_WHAT IS REQUIRED_: Reproduce the entries below exactly, but only from the line containing "box: [1126, 634, 1180, 678]" to the line containing "positive clicks: (1106, 456) (1107, 487)", inclusive.

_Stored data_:

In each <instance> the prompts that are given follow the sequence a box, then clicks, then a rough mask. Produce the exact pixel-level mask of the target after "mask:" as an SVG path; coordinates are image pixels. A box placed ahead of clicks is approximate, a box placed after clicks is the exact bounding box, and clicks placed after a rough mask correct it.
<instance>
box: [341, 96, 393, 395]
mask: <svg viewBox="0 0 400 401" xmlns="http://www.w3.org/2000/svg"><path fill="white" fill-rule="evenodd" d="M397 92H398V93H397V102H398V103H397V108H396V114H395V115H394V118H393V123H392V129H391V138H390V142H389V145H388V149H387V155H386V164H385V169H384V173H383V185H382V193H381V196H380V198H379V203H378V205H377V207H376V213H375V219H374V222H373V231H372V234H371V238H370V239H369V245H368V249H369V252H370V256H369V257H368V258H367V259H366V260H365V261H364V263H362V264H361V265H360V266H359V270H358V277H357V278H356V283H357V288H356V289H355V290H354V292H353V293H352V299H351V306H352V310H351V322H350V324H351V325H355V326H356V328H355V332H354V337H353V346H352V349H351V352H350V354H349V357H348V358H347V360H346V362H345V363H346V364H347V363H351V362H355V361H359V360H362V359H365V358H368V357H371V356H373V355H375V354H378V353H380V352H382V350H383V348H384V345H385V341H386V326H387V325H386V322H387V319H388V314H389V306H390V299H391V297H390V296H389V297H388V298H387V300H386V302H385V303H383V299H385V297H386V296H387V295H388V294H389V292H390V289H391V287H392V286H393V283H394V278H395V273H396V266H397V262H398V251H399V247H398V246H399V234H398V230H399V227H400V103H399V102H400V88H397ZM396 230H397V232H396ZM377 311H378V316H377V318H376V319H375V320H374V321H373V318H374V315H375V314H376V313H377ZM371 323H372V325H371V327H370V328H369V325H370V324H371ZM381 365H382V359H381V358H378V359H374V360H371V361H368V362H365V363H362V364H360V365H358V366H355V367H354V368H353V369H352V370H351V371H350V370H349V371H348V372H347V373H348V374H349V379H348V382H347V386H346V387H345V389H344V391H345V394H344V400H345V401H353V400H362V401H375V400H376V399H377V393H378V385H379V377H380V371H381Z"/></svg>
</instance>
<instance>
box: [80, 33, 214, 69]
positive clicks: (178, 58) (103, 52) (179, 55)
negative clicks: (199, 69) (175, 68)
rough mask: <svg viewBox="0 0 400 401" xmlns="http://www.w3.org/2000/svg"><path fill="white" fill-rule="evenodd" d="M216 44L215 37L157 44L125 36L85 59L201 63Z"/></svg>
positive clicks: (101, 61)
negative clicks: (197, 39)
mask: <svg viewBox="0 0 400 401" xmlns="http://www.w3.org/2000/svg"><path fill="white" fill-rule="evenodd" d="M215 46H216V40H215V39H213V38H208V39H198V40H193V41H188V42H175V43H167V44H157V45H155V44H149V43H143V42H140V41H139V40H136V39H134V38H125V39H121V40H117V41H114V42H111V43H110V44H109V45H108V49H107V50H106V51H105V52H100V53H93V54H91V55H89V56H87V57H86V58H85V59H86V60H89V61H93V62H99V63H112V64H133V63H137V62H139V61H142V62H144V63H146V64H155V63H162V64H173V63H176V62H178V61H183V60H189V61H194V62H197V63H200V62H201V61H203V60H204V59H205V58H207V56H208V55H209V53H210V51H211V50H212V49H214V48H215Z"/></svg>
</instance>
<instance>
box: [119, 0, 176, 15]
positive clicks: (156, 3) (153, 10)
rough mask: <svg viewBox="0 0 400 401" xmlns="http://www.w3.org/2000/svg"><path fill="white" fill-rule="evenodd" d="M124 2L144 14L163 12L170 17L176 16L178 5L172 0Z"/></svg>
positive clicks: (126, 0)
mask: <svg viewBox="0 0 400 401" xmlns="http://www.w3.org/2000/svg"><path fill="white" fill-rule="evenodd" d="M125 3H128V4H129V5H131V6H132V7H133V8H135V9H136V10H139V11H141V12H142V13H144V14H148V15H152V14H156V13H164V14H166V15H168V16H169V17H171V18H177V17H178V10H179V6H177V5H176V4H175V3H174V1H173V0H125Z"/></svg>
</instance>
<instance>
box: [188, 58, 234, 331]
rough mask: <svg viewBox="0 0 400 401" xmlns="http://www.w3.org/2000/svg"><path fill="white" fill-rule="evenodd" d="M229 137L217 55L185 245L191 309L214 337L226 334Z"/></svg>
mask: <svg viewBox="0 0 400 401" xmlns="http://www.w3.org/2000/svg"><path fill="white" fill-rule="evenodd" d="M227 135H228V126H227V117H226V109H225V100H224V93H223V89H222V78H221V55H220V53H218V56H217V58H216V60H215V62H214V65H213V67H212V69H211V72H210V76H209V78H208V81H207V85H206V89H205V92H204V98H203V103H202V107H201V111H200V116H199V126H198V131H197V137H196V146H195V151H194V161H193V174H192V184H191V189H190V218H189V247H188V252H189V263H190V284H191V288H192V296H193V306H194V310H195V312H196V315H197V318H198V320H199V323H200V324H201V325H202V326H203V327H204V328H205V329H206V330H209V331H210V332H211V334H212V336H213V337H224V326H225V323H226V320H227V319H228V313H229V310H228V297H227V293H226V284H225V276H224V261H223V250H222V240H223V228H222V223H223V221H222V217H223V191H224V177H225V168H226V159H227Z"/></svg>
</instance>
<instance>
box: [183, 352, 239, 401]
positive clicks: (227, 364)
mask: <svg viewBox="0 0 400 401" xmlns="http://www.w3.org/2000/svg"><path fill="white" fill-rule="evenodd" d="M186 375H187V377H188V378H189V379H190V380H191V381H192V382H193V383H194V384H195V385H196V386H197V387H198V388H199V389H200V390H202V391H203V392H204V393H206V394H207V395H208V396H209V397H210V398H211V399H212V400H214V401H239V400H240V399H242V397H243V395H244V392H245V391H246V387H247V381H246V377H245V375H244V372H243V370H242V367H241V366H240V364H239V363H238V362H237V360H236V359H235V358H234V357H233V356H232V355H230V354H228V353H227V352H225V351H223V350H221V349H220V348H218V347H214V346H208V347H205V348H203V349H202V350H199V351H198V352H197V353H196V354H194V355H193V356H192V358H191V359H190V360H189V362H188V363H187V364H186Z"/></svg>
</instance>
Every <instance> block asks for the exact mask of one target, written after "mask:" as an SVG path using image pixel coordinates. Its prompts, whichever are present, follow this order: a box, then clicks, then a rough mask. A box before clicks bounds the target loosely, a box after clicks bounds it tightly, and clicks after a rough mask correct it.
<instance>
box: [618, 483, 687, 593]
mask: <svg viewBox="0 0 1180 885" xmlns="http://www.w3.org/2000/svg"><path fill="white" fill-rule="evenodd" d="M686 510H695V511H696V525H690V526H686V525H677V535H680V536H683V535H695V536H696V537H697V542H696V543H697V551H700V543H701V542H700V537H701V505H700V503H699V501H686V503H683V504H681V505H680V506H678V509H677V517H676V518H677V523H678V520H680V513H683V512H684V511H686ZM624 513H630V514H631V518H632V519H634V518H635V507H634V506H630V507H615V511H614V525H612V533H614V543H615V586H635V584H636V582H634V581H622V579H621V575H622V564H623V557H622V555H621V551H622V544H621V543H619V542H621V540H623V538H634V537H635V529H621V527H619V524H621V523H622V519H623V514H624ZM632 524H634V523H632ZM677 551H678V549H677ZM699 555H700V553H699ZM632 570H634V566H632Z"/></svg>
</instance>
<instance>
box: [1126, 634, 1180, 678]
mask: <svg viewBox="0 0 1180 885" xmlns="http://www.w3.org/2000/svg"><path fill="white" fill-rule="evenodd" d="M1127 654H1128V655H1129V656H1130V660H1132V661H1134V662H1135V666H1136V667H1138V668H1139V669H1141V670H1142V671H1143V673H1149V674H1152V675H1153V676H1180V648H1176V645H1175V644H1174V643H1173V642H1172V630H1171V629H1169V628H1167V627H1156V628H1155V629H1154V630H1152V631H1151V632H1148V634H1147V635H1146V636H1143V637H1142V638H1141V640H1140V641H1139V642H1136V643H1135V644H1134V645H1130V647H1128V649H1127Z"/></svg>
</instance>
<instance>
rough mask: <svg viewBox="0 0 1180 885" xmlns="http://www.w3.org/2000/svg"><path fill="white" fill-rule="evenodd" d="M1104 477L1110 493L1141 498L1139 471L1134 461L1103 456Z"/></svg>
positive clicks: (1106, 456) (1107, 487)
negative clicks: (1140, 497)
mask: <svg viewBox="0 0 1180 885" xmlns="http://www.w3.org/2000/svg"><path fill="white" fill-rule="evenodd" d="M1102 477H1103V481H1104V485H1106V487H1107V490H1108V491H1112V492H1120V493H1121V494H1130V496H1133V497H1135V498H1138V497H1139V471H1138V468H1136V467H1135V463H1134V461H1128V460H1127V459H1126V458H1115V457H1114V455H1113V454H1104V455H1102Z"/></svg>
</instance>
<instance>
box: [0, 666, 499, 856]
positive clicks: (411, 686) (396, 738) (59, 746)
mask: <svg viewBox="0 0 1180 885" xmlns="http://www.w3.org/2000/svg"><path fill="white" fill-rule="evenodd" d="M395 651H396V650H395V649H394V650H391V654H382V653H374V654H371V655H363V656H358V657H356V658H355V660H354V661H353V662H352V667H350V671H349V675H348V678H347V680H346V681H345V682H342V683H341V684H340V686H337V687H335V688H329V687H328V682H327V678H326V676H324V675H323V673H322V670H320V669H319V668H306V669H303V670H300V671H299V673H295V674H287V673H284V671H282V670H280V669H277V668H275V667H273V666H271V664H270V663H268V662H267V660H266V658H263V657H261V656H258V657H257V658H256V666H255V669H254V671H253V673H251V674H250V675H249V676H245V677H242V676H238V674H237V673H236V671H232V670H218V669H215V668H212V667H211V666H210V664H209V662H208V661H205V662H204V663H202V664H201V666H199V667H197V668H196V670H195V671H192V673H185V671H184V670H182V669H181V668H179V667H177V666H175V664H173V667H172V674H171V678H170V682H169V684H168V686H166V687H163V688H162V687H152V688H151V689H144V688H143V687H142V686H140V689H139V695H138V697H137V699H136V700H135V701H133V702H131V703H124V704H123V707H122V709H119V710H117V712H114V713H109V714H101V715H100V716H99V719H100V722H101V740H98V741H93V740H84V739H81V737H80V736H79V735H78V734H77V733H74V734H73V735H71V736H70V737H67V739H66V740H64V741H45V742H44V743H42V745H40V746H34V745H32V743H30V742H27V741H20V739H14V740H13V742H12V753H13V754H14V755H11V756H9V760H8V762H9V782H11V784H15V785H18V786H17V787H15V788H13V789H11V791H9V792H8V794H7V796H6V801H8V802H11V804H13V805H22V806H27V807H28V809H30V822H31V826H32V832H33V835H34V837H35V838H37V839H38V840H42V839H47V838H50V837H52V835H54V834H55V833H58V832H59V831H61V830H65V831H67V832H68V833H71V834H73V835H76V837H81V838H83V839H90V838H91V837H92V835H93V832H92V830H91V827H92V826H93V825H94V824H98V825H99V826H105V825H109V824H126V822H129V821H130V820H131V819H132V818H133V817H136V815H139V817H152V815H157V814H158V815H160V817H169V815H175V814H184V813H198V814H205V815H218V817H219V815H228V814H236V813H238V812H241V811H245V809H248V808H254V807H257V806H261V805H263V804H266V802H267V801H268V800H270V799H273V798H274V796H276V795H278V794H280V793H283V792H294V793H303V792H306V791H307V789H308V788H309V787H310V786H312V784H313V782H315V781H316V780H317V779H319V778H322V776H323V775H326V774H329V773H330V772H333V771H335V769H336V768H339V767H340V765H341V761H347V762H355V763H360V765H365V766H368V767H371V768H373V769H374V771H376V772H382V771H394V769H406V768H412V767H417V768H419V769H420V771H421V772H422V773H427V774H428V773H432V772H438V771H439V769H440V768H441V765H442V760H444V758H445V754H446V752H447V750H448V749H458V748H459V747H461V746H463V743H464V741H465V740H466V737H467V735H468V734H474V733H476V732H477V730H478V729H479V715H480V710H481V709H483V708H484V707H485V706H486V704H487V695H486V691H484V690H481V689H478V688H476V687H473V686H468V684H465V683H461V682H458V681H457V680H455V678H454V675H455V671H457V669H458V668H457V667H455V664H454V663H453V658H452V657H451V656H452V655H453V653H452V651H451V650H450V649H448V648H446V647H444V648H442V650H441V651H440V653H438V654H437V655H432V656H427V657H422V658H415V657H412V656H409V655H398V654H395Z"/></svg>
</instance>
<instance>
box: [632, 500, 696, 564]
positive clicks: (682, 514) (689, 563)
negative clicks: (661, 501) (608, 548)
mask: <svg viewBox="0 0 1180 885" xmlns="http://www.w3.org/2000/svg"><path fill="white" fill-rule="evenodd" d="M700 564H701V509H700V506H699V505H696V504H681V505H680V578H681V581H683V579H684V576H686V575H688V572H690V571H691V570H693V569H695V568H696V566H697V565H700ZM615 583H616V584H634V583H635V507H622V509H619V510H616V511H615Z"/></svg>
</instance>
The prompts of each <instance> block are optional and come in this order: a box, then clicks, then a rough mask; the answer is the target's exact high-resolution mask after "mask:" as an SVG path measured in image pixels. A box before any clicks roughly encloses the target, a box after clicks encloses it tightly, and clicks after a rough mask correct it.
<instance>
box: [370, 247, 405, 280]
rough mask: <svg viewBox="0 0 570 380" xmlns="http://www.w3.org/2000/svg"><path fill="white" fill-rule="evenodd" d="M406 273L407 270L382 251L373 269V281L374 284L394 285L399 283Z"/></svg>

_TASK RESPONSE_:
box: [1126, 634, 1180, 678]
mask: <svg viewBox="0 0 1180 885" xmlns="http://www.w3.org/2000/svg"><path fill="white" fill-rule="evenodd" d="M1127 654H1128V655H1129V656H1130V660H1132V661H1134V662H1135V666H1136V667H1138V668H1139V669H1141V670H1142V671H1143V673H1149V674H1152V675H1153V676H1180V648H1176V645H1175V644H1174V643H1173V642H1172V630H1171V629H1169V628H1167V627H1156V628H1155V629H1154V630H1152V631H1151V632H1148V634H1147V635H1146V636H1143V637H1142V638H1141V640H1140V641H1139V642H1136V643H1135V644H1134V645H1130V647H1128V649H1127Z"/></svg>
</instance>
<instance>
rough mask: <svg viewBox="0 0 1180 885" xmlns="http://www.w3.org/2000/svg"><path fill="white" fill-rule="evenodd" d="M1104 477L1110 493L1141 498L1139 471L1134 461L1103 456Z"/></svg>
positive clicks: (1106, 456) (1107, 487)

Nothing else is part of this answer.